**WHAT YOU HAVE TO DO:** Lines with the word "blue" are the ones wanted. Copy each of them from the entries below.

Saved entries:

=-=-=-=-=

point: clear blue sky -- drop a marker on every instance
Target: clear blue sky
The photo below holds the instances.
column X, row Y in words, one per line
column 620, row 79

=-=-=-=-=

**RESPONSE TO THIS TASK:**
point: clear blue sky -- drop a marker on every instance
Target: clear blue sky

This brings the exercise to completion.